> _PARTS OF THE EXERCISE_
(1) In the OCS revenue-sharing excerpt, what phone number is given for commenting on the actions of MMS?
(2) Please carry on the OCS revenue-sharing excerpt from its final sentence.

> _SELECTED EXTRACT_
################

This proposed rule would merely provide formulas and methods to
implement an Act of Congress. Previously, section 8(g) of the OCS Lands
Act and section 384 of the Energy Policy Act of 2005 have provided for
the distribution of a
[[Page 30337]]
portion of OCS revenues to coastal States and local governments with
distributions under the latter statute using essentially the same
formulas and methods proposed in this rule.
Regulatory Flexibility Act
The Department of the Interior (DOI) certifies that this proposed
rule would not have a significant economic effect on a substantial
number of small entities under the Regulatory Flexibility Act (5 U.S.C.
601 et seq.). The provisions of this proposed rule specify how
qualified OCS revenues would be allocated to certain States and
eligible coastal political subdivisions. The proposed rule would have
no effect on the amount of royalties, rents, or bonuses owed by
lessees, operators, or payors regardless of size and, consequently,
would not have a significant economic effect on offshore lessees and
operators, including those classified as small businesses. Small
entities may benefit from expenditures funded by these shared revenues,
but it is not possible to estimate that effect since under the statute,
States, and political subdivisions will be receiving such revenues.
Your comments are important. The Small Business and Agriculture
Regulatory Enforcement Ombudsman and 10 Regional Fairness Boards were
established to receive comments from small businesses about Federal
agency enforcement actions. The Ombudsman will annually evaluate the
enforcement activities and rate each agency's responsiveness to small
business. If you wish to comment on the actions of MMS, call 1-888-734-
3247. You may comment to the Small Business Administration without fear
of retaliation. Disciplinary action for retaliation by an MMS employee
may include suspension or termination from employment with the DOI.
Small Business Regulatory Enforcement Fairness Act
This proposed rule is not a major rule under 5 U.S.C. 804(2) of the
Small Business Regulatory Enforcement Fairness Act. This proposed rule:
a. Would not have an annual effect on the economy of $100 million
or more. The provisions of this proposed rule specify how qualified OCS
revenues would be allocated to States and coastal political
subdivisions. The proposed rule would have no effect on the amount of
royalties, rents, or bonuses owed by lessees, operators, or payors
regardless of size and, consequently, would not have a significant
adverse economic effect on offshore lessees and operators, including
those classified as small businesses. The Gulf producing States and
coastal political subdivision recipients of the revenues would likely
fund contracts that would benefit the local economies, small entities,
and the environment. These effects are projected to be less than $100
million annually.

################

> _DATA_
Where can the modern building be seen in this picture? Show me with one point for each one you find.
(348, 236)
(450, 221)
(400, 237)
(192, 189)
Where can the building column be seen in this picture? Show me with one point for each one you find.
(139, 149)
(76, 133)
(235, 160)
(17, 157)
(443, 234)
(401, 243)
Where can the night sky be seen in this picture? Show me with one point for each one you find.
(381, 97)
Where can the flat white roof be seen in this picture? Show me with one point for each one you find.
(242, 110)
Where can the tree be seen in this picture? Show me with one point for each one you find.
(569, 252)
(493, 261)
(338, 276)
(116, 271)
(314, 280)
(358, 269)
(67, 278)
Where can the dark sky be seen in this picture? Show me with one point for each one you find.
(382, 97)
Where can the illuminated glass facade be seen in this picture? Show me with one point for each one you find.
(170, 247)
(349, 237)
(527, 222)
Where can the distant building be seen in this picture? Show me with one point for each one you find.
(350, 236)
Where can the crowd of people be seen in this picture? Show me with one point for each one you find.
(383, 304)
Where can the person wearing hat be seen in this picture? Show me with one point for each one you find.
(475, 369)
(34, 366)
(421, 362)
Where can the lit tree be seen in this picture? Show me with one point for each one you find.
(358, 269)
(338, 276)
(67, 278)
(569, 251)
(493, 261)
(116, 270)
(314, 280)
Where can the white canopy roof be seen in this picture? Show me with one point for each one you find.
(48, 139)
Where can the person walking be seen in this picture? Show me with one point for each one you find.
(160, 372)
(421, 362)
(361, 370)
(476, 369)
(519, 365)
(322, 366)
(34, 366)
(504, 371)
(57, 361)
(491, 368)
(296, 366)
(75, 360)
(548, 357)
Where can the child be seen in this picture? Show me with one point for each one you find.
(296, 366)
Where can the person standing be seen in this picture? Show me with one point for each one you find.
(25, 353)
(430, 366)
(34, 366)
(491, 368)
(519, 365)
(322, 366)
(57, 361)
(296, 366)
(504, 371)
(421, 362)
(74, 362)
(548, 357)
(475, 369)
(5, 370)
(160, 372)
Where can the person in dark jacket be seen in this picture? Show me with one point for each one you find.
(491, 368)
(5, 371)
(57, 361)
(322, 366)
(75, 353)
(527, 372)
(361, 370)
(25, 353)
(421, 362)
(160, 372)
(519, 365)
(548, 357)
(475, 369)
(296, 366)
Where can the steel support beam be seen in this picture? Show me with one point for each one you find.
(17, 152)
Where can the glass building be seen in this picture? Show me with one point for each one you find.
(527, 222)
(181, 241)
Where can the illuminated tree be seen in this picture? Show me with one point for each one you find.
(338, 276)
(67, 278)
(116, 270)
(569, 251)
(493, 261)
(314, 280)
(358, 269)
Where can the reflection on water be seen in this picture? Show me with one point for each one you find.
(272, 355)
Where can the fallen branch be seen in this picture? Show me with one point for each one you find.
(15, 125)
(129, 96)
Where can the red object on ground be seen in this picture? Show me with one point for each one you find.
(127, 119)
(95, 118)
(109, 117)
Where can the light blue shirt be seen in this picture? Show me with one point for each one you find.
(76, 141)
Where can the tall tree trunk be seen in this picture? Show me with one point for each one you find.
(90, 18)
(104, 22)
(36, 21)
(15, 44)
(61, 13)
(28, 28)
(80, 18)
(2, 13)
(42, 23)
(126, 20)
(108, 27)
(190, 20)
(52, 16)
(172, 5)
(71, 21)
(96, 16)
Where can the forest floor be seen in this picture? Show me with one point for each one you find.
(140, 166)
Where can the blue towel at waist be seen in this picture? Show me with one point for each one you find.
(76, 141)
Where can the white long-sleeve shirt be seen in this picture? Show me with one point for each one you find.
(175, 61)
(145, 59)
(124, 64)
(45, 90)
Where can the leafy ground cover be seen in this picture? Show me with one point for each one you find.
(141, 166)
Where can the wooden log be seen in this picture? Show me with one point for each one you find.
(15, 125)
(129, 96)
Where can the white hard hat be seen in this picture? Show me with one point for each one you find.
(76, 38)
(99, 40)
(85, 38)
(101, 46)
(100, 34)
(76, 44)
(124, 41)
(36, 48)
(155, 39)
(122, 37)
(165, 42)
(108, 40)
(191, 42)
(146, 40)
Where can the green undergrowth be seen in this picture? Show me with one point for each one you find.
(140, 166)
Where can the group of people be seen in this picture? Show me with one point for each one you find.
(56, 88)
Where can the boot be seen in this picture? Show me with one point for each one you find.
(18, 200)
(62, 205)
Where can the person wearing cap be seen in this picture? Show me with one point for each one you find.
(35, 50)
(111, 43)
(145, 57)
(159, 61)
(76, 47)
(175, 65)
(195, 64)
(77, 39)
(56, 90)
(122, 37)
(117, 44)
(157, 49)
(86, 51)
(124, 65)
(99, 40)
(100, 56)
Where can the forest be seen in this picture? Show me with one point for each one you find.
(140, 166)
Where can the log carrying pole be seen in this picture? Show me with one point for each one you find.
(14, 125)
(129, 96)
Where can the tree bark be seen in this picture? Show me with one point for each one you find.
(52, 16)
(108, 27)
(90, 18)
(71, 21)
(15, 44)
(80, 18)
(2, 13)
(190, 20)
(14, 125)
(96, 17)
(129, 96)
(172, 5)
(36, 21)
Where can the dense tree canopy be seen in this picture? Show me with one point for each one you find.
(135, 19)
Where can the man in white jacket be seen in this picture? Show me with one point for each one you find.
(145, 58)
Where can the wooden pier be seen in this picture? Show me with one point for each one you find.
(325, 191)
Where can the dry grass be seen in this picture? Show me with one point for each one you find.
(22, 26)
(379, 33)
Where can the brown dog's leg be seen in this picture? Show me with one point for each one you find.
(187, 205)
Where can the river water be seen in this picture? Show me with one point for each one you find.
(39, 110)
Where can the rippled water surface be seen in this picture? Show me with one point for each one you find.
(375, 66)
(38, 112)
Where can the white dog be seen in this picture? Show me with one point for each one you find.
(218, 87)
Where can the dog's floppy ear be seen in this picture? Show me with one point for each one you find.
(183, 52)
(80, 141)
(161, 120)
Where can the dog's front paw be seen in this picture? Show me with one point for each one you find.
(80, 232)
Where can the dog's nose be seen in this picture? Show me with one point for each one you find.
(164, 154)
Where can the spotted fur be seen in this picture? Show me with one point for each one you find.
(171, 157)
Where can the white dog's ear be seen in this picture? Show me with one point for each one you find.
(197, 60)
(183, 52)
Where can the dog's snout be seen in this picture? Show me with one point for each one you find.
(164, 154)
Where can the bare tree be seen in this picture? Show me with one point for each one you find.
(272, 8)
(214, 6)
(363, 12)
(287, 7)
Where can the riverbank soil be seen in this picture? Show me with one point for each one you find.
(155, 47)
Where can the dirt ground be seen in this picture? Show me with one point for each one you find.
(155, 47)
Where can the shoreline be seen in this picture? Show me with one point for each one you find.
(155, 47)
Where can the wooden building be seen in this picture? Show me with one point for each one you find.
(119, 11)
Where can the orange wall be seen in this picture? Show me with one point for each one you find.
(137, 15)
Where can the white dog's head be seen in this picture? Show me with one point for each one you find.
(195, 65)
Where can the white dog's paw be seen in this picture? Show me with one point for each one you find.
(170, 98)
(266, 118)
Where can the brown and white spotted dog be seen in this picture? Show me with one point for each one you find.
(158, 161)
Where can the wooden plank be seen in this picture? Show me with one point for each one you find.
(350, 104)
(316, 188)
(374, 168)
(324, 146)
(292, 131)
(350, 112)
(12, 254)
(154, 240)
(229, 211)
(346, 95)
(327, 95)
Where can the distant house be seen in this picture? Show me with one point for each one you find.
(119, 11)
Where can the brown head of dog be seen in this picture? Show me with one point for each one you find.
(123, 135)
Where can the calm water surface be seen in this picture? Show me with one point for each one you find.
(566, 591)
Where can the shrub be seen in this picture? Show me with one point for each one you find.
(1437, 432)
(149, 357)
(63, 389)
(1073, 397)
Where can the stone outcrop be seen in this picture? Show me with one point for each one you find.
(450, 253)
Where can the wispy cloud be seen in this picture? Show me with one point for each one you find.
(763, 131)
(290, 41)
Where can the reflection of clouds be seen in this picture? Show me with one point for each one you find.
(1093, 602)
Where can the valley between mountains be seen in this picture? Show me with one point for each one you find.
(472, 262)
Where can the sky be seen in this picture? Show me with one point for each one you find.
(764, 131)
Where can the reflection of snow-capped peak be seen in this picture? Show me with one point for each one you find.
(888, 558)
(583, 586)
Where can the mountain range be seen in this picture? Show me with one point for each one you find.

################

> _RESPONSES FOR EACH TASK_
(1) 1-888-734-3247

(2)
b. Would not cause a major increase in costs or prices for
consumers, individual industries, Federal, State, local government
agencies, or geographic regions.
c. Would not have significant adverse effects on competition,
employment, investment, productivity, innovation, or the ability of
U.S.-based enterprises to compete with foreign-based enterprises. The
effects, if any, of distributing revenues to the States and coastal
political subdivision are projected to be beneficial.
Unfunded Mandates Reform Act
This proposed rule would not impose an unfunded mandate on State,
local, or tribal governments or the private sector of more than $100
million per year. The proposed rule would not have a significant or
unique effect on State, local, or tribal governments or the private
sector. A statement containing the information required by the Unfunded
Mandates Reform Act (2 U.S.C. 1531 et seq.) is not required because the
proposal is not a mandate. It merely provides the formulas and methods
to implement an allocation of revenue to certain States and eligible
coastal political subdivisions, as directed by Congress. Further, the
statute allows 3 percent of funds allocated to Gulf producing States
and coastal political subdivisions to be used for planning and
administrative activities.
Takings Implication Assessment (E.O. 12630)
Under the criteria in E.O. 12630, this proposed rule does not have
significant takings implications. The proposed rule is not a
governmental action capable of interference with constitutionally
protected property rights. A takings implication assessment is not
required.
Federalism (E.O. 13132)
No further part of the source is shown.